Completa lo siguiente:
1. Enumera todas las ciudades que aparecen en el fragmento sobre San Agustín.
2. En el fragmento sobre San Agustín, ¿quién le dio el puesto de la cátedra de Retórica en Milán?

Fragmento:
DE LA DIALECTICA A LA FELICIDAD- San Agustín bajo la lupa.


Por Antonio Socci

Estaba harto de enseñar en Cartago porque los estudiantes eran verdaderos gamberros, San Agustín, joven profesor de retórica, no soportaba su” impudencia alocada” ni sus “vejaciones” (habían sido capaces de entrar en el aula gritando mientras él daba clases). Así que en el año 383 decide irse a la capital, Roma. Los amigos les habían hablado de “mayores ganancias y consideración”. Y además, San Agustín tenía  ganas de cambar de aires: “Por lo que oía decir, los estudiantes de Roma estudiaban con tranquilidad y había mayor disciplina”. En los primeros meses San Agustín se dedica con entusiasmo a las lecciones. Cómo eran los estudiantes de Roma lo descubrirá sólo al terminar el año. “A menudo los jóvenes, para  no pagar los honorarios al docente, se ponen de acuerdo y cambian de profesor, desatendiendo el compromiso contraído”. San Agustín está enojado y disgustado. En Roma sigue frecuentando a los  maniqueos, una secta en buenas relaciones con el  poder. Una especie de masonería de aquel tiempo (idéntica es la filosofía gnóstica) a la que San Agustín se dirige para pedir un “enchufe”.

EL ENCUENTRO

En el año 384 había quedado vacante en Milán la cátedra de Retórica, por mediación de los maniqueos, el prefecto Símaco da este puesto a San Agustín: el hombre político pagano les hace un favor a los maniqueos, y aprovecha la ocasión para desairar al obispo de Milán, el gran y enérgico San Ambrosio, con el cual- a pesar de ser su primo- se enfrenta violentamente. Símaco y los maniqueos esperan resquebrajar el prestigio de San Ambrosio llevando a Milán a un joven anticlerical, con ideas heréticas, y además amancebado (no estaba casado con la mujer que le acompaña) y con un hijo ilegítimo. En realidad, San Agustín está lleno de dudas, de  preguntas sobre sí mismo y sobre su vida; su cara  no es precisamente el espejo de la felicidad. Llega a Milán a finales del verano del 384, y –como autoridad del aparato escolástico- se presenta ante Ambrosio (pocos  años  mayor que él), quien le recibe quizás con cierta frialdad, aunque dentro de lo correcto, en resumen: un encuentro formal.

Sección de datos:
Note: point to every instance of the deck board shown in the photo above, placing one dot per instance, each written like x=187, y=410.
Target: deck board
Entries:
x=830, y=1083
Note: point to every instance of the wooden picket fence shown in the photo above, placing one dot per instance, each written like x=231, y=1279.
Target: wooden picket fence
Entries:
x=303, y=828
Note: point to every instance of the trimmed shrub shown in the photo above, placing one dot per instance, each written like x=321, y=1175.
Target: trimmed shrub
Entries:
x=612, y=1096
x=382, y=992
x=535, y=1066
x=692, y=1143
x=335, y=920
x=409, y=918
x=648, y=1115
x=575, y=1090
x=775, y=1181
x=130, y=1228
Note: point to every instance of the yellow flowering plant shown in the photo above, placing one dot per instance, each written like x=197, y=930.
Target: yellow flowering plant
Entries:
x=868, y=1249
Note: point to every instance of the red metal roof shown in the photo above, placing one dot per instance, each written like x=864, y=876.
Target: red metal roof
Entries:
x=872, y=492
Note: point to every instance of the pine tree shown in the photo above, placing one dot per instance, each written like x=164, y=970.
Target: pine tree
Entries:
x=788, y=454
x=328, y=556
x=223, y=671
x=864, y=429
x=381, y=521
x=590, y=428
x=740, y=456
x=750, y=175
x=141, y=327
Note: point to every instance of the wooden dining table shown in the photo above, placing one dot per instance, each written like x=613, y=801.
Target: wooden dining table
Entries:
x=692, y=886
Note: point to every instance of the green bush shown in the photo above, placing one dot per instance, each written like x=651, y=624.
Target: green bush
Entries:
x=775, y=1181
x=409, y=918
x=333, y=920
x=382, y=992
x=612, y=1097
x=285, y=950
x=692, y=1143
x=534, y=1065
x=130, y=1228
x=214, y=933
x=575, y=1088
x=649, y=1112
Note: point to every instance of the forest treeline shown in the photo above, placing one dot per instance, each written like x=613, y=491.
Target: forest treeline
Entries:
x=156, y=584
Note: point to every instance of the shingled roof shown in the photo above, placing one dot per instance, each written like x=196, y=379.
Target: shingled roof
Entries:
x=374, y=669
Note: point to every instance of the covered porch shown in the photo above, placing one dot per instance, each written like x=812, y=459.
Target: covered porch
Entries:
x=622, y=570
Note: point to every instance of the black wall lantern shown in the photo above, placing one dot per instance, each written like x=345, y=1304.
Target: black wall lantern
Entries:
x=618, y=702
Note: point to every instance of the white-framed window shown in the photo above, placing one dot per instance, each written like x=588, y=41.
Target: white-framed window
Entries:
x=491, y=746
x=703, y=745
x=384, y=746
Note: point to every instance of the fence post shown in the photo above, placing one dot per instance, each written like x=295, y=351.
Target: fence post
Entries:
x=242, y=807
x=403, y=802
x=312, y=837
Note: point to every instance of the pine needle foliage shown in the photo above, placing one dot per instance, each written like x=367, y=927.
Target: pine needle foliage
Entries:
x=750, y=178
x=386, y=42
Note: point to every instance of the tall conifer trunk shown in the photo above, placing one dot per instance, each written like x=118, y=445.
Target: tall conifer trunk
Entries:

Respuestas en orden:
1. Cartago, Roma, Milán

2. El prefecto Símaco, por mediación de los maniqueos.